§ **GIVEN TASK**
Retype every line of the records below exactly, leaving the pictures out of your answer.

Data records
BEGIN

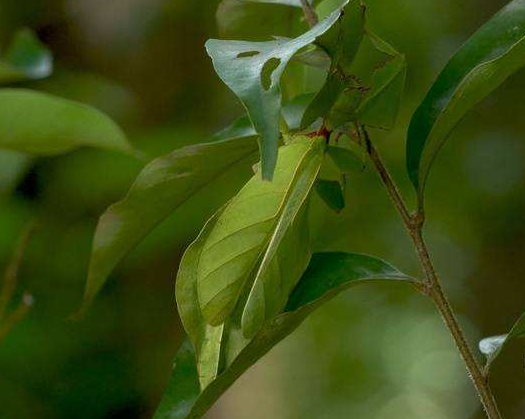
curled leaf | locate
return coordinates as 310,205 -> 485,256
0,29 -> 53,85
479,314 -> 525,373
206,10 -> 341,180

END

§ **RESULT OF THIS EXERCISE**
curled leaf | locate
return coordinates as 310,205 -> 485,256
0,29 -> 53,85
479,314 -> 525,373
206,10 -> 341,180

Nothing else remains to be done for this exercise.